● EXERCISE OBJECTIVE
The lines to be set down run from the line containing "Note to the class: find the tree" through the final line of the data below; print them exactly and print nothing else.

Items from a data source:
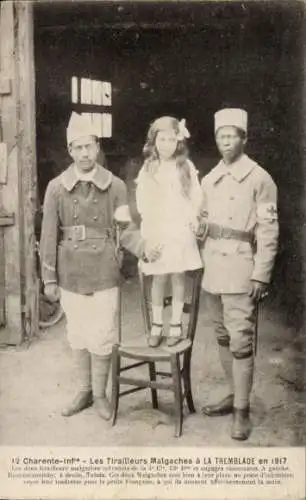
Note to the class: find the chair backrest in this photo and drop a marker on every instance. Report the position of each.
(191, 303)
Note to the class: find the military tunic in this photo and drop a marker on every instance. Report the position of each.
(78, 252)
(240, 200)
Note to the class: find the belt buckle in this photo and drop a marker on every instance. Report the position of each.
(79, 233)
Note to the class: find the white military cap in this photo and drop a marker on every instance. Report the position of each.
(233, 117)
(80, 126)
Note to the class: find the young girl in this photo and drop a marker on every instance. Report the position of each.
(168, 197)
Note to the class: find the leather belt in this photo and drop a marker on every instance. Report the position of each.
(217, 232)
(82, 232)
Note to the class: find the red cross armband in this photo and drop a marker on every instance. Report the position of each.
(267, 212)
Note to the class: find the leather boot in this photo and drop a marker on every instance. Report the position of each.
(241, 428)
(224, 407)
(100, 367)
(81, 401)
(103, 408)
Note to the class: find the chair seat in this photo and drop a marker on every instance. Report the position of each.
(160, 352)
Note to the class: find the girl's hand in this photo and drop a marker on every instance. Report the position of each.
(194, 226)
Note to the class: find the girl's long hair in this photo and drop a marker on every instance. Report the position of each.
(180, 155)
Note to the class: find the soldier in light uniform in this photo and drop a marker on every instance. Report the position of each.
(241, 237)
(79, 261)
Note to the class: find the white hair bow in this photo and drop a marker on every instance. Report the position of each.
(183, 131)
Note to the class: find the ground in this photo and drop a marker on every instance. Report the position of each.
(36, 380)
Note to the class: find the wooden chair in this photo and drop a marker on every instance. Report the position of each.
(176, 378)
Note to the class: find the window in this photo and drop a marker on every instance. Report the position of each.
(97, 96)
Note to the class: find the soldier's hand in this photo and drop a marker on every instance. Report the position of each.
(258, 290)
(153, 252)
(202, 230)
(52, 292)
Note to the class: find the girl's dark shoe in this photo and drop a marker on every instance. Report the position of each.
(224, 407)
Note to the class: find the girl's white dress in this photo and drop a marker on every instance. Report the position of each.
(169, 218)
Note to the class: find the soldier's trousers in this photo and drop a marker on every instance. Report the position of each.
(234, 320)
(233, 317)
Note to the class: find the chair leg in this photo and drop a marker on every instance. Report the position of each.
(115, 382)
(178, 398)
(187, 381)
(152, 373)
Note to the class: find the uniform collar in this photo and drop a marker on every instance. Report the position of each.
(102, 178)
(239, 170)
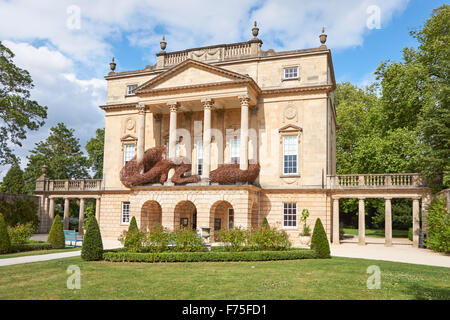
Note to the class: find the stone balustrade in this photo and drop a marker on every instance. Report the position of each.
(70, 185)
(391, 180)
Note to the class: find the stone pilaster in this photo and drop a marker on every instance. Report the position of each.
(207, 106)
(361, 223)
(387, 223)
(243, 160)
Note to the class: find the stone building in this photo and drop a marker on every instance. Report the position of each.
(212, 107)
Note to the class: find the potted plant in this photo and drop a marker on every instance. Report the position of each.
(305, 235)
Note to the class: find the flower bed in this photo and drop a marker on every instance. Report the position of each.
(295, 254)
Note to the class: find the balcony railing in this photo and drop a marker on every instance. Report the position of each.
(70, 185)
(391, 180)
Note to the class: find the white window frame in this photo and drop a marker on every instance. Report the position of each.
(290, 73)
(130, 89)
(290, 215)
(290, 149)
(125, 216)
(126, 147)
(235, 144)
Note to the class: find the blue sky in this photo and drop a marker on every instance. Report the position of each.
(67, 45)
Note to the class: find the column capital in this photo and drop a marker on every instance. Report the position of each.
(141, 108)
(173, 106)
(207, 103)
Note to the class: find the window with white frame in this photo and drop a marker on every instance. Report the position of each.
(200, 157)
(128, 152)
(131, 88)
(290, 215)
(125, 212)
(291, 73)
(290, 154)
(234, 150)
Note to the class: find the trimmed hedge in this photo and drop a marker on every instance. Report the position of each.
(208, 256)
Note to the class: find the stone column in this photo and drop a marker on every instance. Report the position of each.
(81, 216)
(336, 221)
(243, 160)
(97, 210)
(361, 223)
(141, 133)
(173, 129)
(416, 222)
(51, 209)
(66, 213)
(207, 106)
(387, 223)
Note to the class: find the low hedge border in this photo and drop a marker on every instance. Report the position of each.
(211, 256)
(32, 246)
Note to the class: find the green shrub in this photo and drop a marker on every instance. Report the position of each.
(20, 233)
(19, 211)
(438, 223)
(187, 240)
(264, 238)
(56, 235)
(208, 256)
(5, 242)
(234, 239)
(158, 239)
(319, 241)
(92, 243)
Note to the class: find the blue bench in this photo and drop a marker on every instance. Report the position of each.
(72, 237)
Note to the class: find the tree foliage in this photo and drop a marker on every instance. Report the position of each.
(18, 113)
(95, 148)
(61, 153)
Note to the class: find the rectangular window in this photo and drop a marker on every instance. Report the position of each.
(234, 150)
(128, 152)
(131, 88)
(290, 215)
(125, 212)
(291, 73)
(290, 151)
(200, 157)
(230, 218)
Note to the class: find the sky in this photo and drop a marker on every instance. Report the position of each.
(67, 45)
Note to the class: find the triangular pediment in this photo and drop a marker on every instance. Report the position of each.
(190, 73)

● REPLY TO THE TASK
Note to the class: find the tree foliage in this photo and drop a marker on every instance. Report the position of each.
(18, 113)
(95, 148)
(61, 153)
Note to the class: find the rectangular window in this photo and drop a marker on every instance. Report the position of each.
(234, 150)
(128, 152)
(131, 88)
(290, 215)
(125, 212)
(291, 73)
(290, 151)
(200, 157)
(230, 218)
Note to the class: find the sky in this photo and drop a marker on every instance. Report the position of each.
(67, 45)
Note to the class: find the triangular pediment in this photo and drop a marker on every instance. Report the position of each.
(190, 73)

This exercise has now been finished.